Exercise => Count the lines in the rows below that contain the string "white", matching case exactly, and give only that number.

--- Start of Dataset entries ---

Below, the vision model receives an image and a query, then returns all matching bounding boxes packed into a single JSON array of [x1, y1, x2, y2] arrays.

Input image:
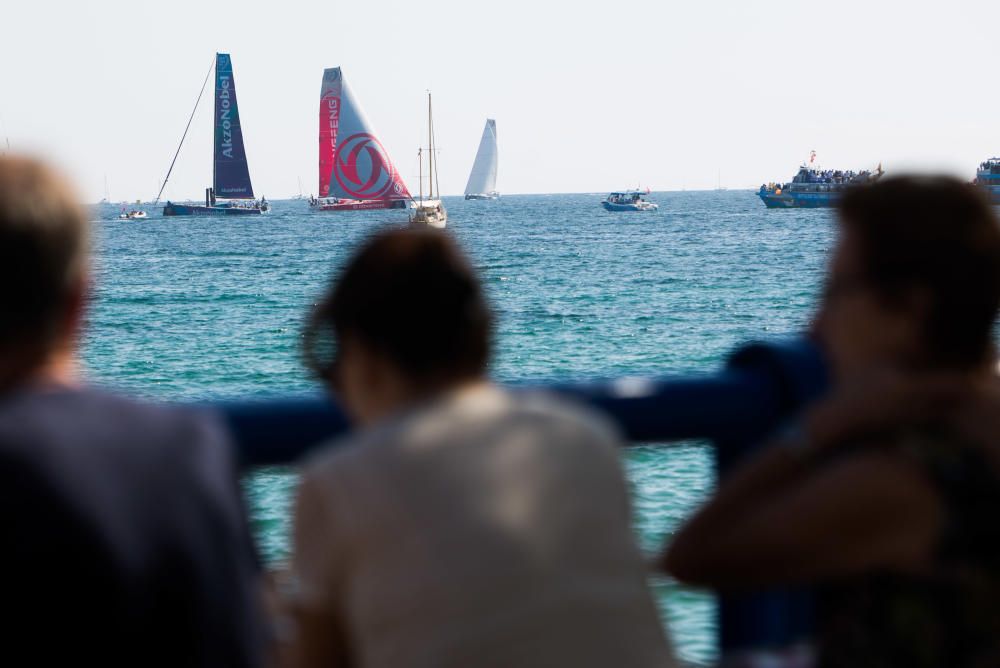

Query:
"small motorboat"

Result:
[[410, 199, 448, 229], [601, 188, 660, 211]]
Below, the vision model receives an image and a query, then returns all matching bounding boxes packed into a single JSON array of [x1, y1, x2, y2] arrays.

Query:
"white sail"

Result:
[[465, 118, 497, 195]]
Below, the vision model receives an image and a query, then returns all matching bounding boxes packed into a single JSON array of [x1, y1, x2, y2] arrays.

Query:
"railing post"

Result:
[[715, 340, 827, 655]]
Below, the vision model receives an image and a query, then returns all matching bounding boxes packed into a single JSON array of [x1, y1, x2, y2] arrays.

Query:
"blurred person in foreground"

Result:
[[0, 157, 262, 668], [664, 177, 1000, 668], [291, 229, 673, 668]]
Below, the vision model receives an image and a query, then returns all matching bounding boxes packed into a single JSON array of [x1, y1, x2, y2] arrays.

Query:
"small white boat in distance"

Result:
[[410, 92, 448, 228], [465, 118, 500, 199], [410, 199, 448, 229]]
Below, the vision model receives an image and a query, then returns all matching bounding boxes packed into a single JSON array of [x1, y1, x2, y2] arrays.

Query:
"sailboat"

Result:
[[410, 91, 448, 227], [465, 118, 500, 199], [153, 53, 271, 216], [309, 67, 413, 211]]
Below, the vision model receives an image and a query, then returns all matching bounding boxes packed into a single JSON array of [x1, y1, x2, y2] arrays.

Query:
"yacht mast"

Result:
[[427, 91, 434, 199]]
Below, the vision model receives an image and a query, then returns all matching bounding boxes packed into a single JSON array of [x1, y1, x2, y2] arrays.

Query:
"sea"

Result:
[[83, 190, 834, 664]]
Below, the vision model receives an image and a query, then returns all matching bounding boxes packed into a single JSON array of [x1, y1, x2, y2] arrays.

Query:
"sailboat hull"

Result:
[[310, 199, 407, 211]]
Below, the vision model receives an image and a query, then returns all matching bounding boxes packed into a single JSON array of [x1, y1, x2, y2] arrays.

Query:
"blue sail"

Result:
[[213, 53, 253, 199]]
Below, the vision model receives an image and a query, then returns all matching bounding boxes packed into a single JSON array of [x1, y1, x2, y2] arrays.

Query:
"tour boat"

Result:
[[309, 67, 413, 211], [757, 151, 883, 209], [154, 53, 271, 216], [410, 92, 448, 228], [601, 188, 660, 211], [973, 158, 1000, 204], [465, 118, 500, 199]]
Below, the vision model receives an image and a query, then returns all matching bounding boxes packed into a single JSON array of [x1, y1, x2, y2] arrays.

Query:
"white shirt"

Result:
[[293, 385, 674, 668]]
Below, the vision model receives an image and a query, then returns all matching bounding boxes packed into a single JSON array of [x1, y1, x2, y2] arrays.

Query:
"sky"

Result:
[[0, 0, 1000, 201]]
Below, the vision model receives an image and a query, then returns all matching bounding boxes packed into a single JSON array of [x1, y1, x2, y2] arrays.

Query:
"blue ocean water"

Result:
[[84, 191, 833, 662]]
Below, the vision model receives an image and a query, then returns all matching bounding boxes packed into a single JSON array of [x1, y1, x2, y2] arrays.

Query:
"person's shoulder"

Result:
[[0, 387, 229, 459], [510, 390, 622, 446]]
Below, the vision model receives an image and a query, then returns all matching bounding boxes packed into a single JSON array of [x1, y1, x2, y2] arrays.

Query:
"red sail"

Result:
[[319, 67, 343, 197]]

--- End of Dataset entries ---

Response to the exercise => 3